EXERCISE TASK: Copy out all of the data below with every "endpoint" changed to "annotator". Leave everything else the same.

EXERCISE MATERIALS:

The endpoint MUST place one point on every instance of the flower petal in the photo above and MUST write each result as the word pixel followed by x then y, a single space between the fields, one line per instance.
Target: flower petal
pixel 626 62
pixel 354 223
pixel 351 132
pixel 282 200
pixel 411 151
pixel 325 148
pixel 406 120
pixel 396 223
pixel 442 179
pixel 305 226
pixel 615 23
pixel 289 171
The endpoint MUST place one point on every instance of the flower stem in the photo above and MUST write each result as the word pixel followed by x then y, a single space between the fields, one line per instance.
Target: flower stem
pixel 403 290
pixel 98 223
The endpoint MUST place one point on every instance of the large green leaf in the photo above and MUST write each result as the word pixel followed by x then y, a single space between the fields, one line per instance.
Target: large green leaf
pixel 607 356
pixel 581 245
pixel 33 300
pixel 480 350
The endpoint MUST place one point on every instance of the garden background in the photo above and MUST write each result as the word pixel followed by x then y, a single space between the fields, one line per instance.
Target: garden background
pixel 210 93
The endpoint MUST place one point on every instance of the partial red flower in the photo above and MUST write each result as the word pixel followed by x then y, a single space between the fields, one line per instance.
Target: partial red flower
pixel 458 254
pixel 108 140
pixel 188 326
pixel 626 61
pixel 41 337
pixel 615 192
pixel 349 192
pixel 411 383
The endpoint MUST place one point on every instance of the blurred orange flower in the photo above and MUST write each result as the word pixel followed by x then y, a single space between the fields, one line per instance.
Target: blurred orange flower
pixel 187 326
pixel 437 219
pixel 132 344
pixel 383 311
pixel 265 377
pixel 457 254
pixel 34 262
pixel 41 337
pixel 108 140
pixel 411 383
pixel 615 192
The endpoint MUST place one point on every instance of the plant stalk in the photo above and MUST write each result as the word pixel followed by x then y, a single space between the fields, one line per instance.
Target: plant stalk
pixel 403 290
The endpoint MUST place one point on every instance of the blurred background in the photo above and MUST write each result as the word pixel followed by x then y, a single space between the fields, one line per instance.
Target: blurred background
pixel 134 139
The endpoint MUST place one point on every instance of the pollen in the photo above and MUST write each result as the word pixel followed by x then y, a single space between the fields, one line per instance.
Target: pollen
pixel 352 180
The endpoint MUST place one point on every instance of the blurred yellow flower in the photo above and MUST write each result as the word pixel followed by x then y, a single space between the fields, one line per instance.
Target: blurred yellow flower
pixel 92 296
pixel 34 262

RIGHT ANSWER:
The annotator MUST place one point on every instance of the flower petal in the photo above and MUST write each result as the word pixel followed by x then y, a single space between the fields, one line per instance.
Target: flower petal
pixel 626 62
pixel 354 223
pixel 351 132
pixel 282 200
pixel 411 151
pixel 325 148
pixel 406 120
pixel 396 223
pixel 442 179
pixel 305 226
pixel 615 23
pixel 289 171
The annotator MUST place one point on every instance of the flower stem in the photo above and MUST write each result as the word pixel followed by x then y, a single space between the fields, one line per instance.
Target: flower stem
pixel 403 290
pixel 98 223
The annotator MUST place one point on every instance of the large green leaf in the photo above and MUST write each result as the word pixel followed by x then y, a single space between the fields, one line per instance.
Target: large green leaf
pixel 607 356
pixel 581 245
pixel 33 300
pixel 480 350
The annotator MUST place one point on every instance of the garden background in the photo above and MUST write each result as the word pixel followed by x then y, a single space between the fields, one line per instance.
Target: garden background
pixel 210 93
The annotator MUST place one point on every instance of the partial red flower in the photo above and MUST write each result as the word pixel followed by x then y, a single space between the fields, one line per instance.
Target: partial red flower
pixel 458 254
pixel 108 140
pixel 188 326
pixel 626 61
pixel 41 337
pixel 615 192
pixel 349 192
pixel 411 383
The annotator MUST place one point on every instance of the blurred orange flower in the photo above and MUST write each result as the word pixel followed by x then y, a single space between the fields, one line per instance.
Target: blurred orange flower
pixel 187 326
pixel 437 219
pixel 132 344
pixel 383 311
pixel 265 377
pixel 457 254
pixel 34 262
pixel 41 337
pixel 108 140
pixel 411 383
pixel 615 192
The annotator MUST place one point on every instance of the plant stalk in the photo above and MUST write each result as the word pixel followed by x then y, a single space between the fields, one line per instance.
Target: plant stalk
pixel 403 290
The annotator MUST place one point on every instance of the blurred background in the photo above and MUST write each result as the word pixel followed by x then y, a single space between the fields, one line per instance.
Target: blurred background
pixel 134 139
The annotator MUST place one point on every instance of the pollen in the photo above and MUST write each result as the word pixel followed by x then y, a single space between the fields, one line per instance.
Target: pollen
pixel 352 180
The annotator MUST place one point on every instance of the blurred yellow flower in the photo above and MUST write each result as the word pixel followed by x then y, a single space between the fields, one line per instance.
Target: blurred yellow flower
pixel 92 296
pixel 34 262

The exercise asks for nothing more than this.